Items from a data source:

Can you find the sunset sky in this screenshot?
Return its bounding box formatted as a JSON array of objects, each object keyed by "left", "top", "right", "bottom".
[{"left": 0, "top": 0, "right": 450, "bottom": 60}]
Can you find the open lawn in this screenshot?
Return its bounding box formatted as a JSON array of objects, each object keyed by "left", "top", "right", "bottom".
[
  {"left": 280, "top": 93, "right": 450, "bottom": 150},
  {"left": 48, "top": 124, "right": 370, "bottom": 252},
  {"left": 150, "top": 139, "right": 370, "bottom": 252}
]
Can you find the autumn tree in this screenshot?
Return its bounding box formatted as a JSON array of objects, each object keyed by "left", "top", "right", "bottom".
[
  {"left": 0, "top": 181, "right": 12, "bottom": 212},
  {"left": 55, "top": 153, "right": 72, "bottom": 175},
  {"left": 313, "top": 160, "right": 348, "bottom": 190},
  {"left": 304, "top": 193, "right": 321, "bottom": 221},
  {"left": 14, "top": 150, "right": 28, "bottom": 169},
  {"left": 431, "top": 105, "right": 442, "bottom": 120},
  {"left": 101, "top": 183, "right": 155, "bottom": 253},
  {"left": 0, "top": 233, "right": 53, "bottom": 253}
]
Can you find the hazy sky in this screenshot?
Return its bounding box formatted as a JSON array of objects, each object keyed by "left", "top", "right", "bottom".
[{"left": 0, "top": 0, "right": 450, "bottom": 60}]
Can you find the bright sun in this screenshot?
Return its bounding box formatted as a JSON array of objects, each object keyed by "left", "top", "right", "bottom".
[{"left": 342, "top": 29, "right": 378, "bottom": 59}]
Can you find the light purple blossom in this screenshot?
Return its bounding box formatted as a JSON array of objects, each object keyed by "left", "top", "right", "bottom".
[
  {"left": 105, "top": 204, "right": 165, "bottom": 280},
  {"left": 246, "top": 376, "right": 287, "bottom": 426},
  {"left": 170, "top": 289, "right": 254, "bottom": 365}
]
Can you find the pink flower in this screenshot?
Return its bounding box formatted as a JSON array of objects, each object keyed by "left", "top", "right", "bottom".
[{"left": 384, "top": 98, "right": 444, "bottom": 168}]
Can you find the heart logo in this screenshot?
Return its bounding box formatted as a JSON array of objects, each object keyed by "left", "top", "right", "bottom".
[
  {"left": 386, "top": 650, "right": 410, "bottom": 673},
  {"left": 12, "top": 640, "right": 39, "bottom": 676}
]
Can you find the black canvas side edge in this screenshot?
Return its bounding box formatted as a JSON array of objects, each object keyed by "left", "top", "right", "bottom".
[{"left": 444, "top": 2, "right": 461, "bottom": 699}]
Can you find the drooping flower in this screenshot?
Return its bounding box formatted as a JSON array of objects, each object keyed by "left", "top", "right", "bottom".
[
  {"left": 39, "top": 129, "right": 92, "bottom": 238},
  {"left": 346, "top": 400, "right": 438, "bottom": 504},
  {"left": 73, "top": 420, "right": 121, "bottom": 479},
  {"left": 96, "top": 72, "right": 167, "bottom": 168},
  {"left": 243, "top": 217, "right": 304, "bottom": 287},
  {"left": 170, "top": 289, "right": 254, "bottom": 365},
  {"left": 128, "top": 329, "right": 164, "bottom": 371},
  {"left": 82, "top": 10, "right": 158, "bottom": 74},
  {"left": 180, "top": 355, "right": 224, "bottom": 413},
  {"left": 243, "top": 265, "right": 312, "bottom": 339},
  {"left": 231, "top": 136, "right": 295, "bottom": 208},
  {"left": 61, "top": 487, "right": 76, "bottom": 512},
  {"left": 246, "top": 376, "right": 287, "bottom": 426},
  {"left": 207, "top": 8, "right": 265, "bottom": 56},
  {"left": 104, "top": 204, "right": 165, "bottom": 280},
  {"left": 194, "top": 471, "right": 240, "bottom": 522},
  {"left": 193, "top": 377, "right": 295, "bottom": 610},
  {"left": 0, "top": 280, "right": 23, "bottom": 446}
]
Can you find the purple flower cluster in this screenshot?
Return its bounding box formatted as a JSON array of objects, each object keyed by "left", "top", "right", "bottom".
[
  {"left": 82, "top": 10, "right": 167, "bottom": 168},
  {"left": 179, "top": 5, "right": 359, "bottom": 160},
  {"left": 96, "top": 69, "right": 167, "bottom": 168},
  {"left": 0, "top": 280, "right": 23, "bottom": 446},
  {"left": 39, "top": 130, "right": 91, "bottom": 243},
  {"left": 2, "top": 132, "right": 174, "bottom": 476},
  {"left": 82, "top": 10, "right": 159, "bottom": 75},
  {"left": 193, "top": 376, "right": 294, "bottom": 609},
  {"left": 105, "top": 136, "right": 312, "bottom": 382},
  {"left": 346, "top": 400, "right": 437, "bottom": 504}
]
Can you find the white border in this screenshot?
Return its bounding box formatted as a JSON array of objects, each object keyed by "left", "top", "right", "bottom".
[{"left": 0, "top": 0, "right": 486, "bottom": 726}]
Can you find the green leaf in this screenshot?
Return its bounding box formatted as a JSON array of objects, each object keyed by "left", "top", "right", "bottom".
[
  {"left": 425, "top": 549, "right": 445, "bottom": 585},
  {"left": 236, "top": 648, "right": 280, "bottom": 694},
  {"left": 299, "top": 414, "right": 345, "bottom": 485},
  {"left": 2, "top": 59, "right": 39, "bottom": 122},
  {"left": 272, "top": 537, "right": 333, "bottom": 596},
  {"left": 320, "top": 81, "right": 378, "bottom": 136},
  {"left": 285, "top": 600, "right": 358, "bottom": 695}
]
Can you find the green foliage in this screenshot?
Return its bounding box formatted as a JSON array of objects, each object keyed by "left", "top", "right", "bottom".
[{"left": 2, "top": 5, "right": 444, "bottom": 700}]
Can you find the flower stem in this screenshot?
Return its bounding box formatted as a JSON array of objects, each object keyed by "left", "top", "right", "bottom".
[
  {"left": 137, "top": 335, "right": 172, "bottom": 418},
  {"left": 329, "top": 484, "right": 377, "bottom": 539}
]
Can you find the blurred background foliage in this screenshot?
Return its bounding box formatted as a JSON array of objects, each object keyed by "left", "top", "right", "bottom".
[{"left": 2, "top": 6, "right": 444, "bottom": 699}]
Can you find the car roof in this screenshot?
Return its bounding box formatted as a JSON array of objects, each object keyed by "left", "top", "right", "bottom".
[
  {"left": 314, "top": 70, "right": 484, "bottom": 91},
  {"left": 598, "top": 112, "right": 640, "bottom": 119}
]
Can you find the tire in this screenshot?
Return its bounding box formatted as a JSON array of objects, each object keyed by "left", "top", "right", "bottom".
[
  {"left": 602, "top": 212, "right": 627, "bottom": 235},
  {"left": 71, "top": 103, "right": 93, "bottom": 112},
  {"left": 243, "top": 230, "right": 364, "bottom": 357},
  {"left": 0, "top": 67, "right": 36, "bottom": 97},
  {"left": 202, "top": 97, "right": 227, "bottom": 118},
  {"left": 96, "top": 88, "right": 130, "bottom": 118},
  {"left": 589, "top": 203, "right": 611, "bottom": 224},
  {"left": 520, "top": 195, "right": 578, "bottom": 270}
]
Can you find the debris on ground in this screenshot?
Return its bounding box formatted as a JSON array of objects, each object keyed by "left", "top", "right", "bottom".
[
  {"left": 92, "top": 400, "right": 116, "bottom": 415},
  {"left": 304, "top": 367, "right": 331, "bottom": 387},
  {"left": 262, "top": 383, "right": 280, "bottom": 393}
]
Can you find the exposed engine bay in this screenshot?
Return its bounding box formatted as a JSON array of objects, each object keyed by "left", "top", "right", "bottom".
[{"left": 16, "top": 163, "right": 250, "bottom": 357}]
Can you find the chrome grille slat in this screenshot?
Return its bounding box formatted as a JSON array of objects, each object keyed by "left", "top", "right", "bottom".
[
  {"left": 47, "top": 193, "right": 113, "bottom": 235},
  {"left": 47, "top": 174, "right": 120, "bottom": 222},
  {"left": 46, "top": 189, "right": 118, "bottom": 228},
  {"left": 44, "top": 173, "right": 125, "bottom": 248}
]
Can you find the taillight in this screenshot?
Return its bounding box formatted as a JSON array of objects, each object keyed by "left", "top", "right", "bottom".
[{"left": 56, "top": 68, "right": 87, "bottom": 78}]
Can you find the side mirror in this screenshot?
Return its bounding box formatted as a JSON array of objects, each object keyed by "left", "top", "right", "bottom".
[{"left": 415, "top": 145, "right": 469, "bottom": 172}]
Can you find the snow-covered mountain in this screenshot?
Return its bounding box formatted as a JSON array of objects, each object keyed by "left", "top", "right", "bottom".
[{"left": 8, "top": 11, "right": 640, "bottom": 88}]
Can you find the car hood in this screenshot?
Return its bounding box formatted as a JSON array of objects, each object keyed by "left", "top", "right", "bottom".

TASK REQUIREMENTS:
Find every line of the records that contains the string "green" and copy each one out. Case counts.

OUTPUT FOR THIS TASK:
Can you find the green leaf in this screenshot?
Can you find the green foliage in this screenshot?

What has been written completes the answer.